>>>

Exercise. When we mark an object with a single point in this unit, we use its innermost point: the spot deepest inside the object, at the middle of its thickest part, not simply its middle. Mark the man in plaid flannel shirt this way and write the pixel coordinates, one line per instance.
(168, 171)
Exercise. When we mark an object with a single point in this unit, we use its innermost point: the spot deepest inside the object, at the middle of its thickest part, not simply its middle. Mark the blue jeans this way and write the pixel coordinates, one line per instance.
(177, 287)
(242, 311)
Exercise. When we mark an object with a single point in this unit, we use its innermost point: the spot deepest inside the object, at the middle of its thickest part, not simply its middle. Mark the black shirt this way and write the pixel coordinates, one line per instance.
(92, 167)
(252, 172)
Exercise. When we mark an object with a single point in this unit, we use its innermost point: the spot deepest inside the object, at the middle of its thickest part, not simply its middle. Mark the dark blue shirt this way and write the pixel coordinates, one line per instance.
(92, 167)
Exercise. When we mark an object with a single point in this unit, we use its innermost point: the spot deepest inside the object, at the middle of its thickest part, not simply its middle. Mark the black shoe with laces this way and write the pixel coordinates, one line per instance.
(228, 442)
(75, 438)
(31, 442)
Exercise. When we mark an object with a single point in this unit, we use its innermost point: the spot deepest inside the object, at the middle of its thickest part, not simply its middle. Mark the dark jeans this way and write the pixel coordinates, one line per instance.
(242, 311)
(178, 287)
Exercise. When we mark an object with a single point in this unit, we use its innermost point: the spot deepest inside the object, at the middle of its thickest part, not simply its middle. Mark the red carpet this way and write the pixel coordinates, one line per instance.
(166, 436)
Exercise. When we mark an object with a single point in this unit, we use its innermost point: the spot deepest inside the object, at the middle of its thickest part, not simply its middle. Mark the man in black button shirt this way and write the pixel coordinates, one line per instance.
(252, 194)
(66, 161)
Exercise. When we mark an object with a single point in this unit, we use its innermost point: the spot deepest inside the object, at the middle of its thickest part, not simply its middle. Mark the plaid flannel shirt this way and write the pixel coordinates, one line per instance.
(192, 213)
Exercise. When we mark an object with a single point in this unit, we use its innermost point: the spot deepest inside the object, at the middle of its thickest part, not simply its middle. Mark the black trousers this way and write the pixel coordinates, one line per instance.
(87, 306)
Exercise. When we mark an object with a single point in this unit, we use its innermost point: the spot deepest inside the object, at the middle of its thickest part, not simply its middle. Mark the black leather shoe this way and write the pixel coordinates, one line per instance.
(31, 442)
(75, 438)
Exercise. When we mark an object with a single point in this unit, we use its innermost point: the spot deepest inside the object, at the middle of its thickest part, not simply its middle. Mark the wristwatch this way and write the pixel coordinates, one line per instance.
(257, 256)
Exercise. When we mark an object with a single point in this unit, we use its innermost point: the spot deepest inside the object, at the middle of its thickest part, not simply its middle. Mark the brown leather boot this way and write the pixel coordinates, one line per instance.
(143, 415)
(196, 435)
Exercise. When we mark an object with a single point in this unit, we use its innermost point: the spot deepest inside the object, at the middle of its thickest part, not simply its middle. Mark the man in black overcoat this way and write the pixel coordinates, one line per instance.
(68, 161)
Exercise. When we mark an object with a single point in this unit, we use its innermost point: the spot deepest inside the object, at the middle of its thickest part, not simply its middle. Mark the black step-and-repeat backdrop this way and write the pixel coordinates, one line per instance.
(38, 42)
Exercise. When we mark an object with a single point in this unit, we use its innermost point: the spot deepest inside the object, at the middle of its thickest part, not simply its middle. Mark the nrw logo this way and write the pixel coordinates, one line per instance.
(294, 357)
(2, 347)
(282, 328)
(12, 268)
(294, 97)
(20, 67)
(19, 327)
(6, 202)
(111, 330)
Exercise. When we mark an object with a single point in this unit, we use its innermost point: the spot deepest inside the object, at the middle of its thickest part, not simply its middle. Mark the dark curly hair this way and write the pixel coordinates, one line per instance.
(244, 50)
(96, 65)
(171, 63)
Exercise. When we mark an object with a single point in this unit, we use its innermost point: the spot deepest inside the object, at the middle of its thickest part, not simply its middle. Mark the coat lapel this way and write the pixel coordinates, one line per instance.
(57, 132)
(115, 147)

<<<

## Stated task
Set down only these lines, exactly: the line containing "the dark curly" and each line after it, through the end of the listing.

## Exercise answer
Exercise. When we mark an object with a single point in this unit, we use its innermost point: the spot deepest inside the object, at the middle of its thickest part, not simply its middle. Mark the dark curly hair this way and write the pixel coordinates, one line per instance.
(244, 50)
(96, 65)
(171, 63)
Exercise. When we mark an object with a single point in this unit, we use its innermost point: the spot deepest inside the object, at the middle of its thickest part, not simply its middle. Mark the coat lapel this way and write the pixel coordinates, one line per instance.
(57, 132)
(115, 147)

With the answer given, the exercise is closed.